> [Problem to work on] Each record listed below is to be output exactly as written.

___ Supplied data ___

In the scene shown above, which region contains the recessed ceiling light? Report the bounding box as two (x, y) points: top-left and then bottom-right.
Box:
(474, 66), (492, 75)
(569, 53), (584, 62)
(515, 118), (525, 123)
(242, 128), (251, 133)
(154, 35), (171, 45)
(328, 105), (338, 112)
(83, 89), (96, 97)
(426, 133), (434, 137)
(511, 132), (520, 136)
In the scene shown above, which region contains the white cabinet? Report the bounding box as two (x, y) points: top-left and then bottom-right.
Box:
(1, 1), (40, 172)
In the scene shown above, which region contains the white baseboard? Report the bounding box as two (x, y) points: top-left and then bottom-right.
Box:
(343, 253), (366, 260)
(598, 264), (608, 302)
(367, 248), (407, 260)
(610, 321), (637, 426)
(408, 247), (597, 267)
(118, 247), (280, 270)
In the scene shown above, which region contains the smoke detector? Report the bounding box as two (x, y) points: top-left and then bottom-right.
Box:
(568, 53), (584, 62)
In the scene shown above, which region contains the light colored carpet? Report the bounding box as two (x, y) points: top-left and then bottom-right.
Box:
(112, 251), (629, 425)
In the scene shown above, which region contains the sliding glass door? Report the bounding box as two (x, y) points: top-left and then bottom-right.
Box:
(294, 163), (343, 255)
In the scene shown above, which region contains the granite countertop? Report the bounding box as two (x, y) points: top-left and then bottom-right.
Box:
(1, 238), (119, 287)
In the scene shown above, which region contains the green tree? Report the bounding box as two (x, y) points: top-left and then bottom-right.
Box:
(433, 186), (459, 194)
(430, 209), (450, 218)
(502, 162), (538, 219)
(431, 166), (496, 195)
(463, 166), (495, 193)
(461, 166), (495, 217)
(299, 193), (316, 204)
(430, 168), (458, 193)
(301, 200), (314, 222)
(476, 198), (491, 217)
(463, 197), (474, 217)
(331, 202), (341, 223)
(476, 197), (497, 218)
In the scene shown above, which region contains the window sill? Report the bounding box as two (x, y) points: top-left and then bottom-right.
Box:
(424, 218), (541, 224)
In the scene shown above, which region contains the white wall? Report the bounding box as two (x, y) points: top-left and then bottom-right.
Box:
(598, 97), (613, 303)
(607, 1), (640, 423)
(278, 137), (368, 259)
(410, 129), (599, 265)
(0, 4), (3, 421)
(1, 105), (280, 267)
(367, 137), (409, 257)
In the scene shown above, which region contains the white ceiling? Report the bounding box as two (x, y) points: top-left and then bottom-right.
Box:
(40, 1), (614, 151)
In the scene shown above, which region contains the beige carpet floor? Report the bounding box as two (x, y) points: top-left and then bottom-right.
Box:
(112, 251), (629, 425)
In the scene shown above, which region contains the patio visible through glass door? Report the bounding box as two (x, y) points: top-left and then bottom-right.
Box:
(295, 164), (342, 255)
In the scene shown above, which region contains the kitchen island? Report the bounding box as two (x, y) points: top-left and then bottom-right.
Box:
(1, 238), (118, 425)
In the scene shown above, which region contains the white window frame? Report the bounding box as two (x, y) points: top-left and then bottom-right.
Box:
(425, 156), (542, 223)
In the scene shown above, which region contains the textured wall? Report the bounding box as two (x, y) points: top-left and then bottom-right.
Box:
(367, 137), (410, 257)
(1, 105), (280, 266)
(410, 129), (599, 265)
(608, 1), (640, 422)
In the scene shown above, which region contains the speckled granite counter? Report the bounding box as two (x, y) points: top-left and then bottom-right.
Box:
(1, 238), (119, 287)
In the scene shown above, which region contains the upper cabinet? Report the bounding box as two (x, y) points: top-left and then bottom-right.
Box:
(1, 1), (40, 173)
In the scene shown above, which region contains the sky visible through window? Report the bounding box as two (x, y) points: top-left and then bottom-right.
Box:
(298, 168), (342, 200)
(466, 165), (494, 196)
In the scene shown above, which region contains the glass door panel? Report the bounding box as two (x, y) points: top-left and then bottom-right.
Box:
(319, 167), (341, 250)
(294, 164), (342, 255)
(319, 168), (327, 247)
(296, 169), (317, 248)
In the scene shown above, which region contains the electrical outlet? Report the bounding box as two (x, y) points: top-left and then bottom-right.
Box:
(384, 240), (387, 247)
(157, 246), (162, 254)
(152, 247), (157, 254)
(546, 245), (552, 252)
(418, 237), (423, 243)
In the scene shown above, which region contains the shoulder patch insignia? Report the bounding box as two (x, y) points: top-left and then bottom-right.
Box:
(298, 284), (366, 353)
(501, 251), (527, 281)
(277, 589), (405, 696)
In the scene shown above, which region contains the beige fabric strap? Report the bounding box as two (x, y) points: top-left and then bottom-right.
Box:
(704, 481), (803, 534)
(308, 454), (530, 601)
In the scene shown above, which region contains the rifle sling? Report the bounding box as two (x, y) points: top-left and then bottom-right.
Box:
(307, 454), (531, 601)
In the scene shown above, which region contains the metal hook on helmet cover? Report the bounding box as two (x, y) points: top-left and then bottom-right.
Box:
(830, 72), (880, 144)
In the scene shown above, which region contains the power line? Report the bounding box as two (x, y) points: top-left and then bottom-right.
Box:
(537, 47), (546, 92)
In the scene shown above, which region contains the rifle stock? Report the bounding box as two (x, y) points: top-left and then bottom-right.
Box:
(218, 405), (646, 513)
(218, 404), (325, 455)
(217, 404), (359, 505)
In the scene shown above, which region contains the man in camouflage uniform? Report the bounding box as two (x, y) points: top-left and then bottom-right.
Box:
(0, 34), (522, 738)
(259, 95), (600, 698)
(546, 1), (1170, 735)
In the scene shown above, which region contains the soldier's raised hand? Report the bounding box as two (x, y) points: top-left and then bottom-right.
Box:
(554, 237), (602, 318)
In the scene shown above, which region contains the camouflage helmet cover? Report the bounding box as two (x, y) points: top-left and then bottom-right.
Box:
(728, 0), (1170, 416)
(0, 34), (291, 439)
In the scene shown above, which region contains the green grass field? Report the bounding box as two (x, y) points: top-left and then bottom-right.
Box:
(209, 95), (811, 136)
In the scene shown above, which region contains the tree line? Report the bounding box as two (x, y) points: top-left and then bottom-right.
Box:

___

> [Answer to this task]
In the scene shown above, which region contains the recessed ceiling light? Report the bounding box as two (x, y) points: top-left and then bottom-right.
Box:
(474, 66), (492, 75)
(569, 53), (584, 62)
(515, 118), (525, 123)
(242, 128), (251, 133)
(154, 35), (171, 45)
(328, 105), (338, 112)
(83, 89), (96, 97)
(426, 133), (434, 137)
(511, 132), (520, 136)
In the scene shown above, which region contains the white cabinet? Report the bounding box as two (x, y) points: top-left and then bottom-right.
Box:
(1, 1), (40, 172)
In the scene shown above, which region contains the white baseboard? Report the bounding box as two (x, y) points: top-left and then bottom-right.
Box:
(343, 253), (366, 260)
(598, 264), (608, 302)
(367, 248), (407, 260)
(610, 321), (637, 426)
(408, 247), (597, 267)
(118, 247), (280, 270)
In the scene shown above, which region contains the smoke detector? Report the bounding box as two (x, y) points: top-left and then bottom-right.
Box:
(568, 53), (584, 62)
In the scene shown above, which region contains the light colored carpet? Report the bounding box as two (x, y) points: top-left and then bottom-right.
Box:
(112, 251), (629, 425)
In the scene shown above, which region contains the sliding glass door? Report the bounding box as two (x, y) points: top-left and then bottom-right.
Box:
(294, 163), (343, 255)
In the scene shown above, which region contains the granite countertop? Report the bounding box as two (x, y) points: top-left and then bottom-right.
Box:
(1, 238), (119, 287)
In the scene shown above, which region contains the green tree? Report the bounding box as two (x, y) points: top-left and then bottom-right.
Box:
(433, 186), (459, 194)
(430, 209), (450, 218)
(502, 162), (538, 219)
(431, 166), (496, 195)
(463, 166), (495, 193)
(461, 166), (495, 217)
(299, 193), (316, 204)
(430, 168), (458, 193)
(301, 200), (314, 222)
(476, 198), (491, 217)
(463, 197), (474, 217)
(331, 202), (341, 223)
(476, 197), (497, 218)
In the scene shown above, which region contains the window sill? Report the bounding box as two (x, y) points: top-left and then bottom-right.
Box:
(424, 218), (541, 224)
In the scene shown above, which region contains the white wall? Report the bounding box as two (x, y) points: top-left and then bottom-right.
Box:
(598, 97), (613, 303)
(607, 1), (640, 423)
(278, 137), (368, 259)
(410, 129), (599, 265)
(0, 4), (3, 421)
(1, 105), (280, 267)
(367, 137), (409, 257)
In the scene shown above, which region contains the white ceiling? Report the bounding box as two (x, y) points: top-left and then bottom-right.
Box:
(40, 1), (614, 151)
In the scene shown above, which region contains the beige carpet floor? Report the bounding box as two (x, y) points: top-left and then bottom-right.
Box:
(112, 251), (629, 425)
In the scene shown above, which region contains the patio visible through glass door? Report the bounding box as two (x, y) points: top-left and then bottom-right.
Box:
(295, 164), (342, 255)
In the scene shown above, which region contains the kitchen island? Report the bounding box as two (x, y) points: top-left and then bottom-right.
Box:
(1, 238), (118, 425)
In the scene shown above, which region contains the white window frame? Report the bounding box as two (x, y) points: top-left and then bottom-right.
Box:
(425, 156), (542, 223)
In the scene shown above, which region contains the textured wall? Report the bounding box as two (x, y) points: top-left and then bottom-right.
Box:
(367, 137), (410, 257)
(1, 105), (280, 266)
(410, 129), (599, 265)
(608, 1), (640, 422)
In the scene shown above, which region contains the speckled granite counter? Report the bounding box as two (x, y) points: top-left and then bottom-right.
Box:
(1, 238), (119, 287)
In the scene shown above, which region contains the upper cabinet? Report the bounding box as two (x, y) points: top-left and then bottom-right.
Box:
(1, 1), (40, 173)
In the scene shown above, which region contains the sky visible through window? Report the bounding box as two (x, y) points: top-left and then bottom-right.
Box:
(298, 168), (342, 200)
(466, 165), (494, 196)
In the scene shown above, which region contains the glass door panel? Report the bounding box as two (x, y) points: top-left and then bottom-right.
Box:
(319, 167), (341, 250)
(294, 164), (342, 255)
(319, 168), (327, 247)
(296, 169), (317, 248)
In the scene shown above, which region contains the electrical outlet? Report the bounding box as two (x, y) points: top-left and then bottom-right.
Box:
(384, 240), (387, 247)
(157, 246), (162, 254)
(152, 247), (157, 254)
(546, 245), (552, 252)
(418, 237), (423, 243)
In the scene shown above, which region contains the shoulder patch insignia? Report the bounding box as two (x, y) points: top-left and then bottom-right.
Box:
(298, 284), (366, 353)
(501, 251), (527, 281)
(277, 589), (405, 696)
In the scene shown above, which region contains the beige fabric strap? Report the bounding box as two (x, y) points: top-left and then bottom-right.
Box:
(704, 481), (803, 534)
(308, 454), (530, 601)
In the scene shown above, which region contains the rifle sling? Report the bounding box as two (x, y) points: top-left and then bottom-right.
Box:
(307, 454), (531, 601)
In the scene shown above, which region contains the metal hook on helmet cover? Report the bounding box as two (x, y) points: top-left and then bottom-right.
Box:
(830, 72), (880, 144)
In the scene shown above, which region contains the power line? Report the bounding box as two (x, y) points: top-left and then bottom-right.
Box:
(537, 47), (546, 92)
In the scene shown above, which region contains the rifle stock? Report the bounding box as two (x, y) points: top-left and then bottom-right.
Box:
(218, 405), (646, 513)
(218, 404), (325, 455)
(217, 404), (359, 505)
In the scene shown above, which region contains the man in camouflage uniform? Report the bounding box as two (x, y) points: top-left and then bottom-right.
Box:
(0, 34), (522, 738)
(259, 95), (600, 698)
(546, 1), (1170, 735)
In the scene shown above, which region contains the soldier's raised hand? Report the bounding box as two (x, y) points: top-left and then bottom-right.
Box:
(554, 237), (602, 318)
In the scene shown above, which region contains the camouflage helmet cover? Report the bounding box as two (x, y) points: top-left and then bottom-right.
Box:
(728, 0), (1170, 416)
(0, 34), (291, 439)
In the scene shown above, which region contains the green grass field? Report the bounding box as two (x, y) points: top-left and then bottom-right.
Box:
(209, 95), (811, 136)
In the scene shown above, which region contains the tree line? Report the bounding box as two (x, y) points: top-left and then bottom-right.
Box:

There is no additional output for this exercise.